==== Given text ====

The `UPDATE` statement edits a row in the table. You can use the UPDATE statement when you want to change existing records. `SET` is a clause that indicates the column to edit. WHERE is a clause that indicates which row(s) to update with the new column value.

The `ALTER TABLE` statement added a new column to the table. You can use this command when you want to add columns to a table. `ADD COLUMN` is a clause that lets you add a new column to a table. 

### Deleting

The `DELETE` FROM statement deletes one or more rows from a table. You can use the statement when you want to delete existing records.

### Null

`NULL` is a special value in SQL that represents missing or unknown data. Here, the rows that existed before the column was added have NULL values for twitter_handle

### Aggregations

Aggregations are used to convert many rows into a single row. Almost all aggregations come with the `GROUP BY` statement, which converts the table otherwise returned by the query into groups of tables. Each group corresponds to a unique value (or group of values) of columns which we specify in the GROUP BY statement.

==== Provided material ====

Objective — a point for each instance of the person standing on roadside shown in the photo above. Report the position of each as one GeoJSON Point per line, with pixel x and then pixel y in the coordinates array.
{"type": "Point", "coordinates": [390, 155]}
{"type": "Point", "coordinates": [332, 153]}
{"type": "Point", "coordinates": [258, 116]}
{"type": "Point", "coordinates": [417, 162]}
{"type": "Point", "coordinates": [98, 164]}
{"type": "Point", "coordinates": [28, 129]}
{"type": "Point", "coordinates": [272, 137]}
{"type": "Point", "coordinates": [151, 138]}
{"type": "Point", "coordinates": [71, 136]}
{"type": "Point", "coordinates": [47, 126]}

====

- Required task
In the SQL notes, what does the `SET` clause indicate?

- Solution to this task
The column to edit.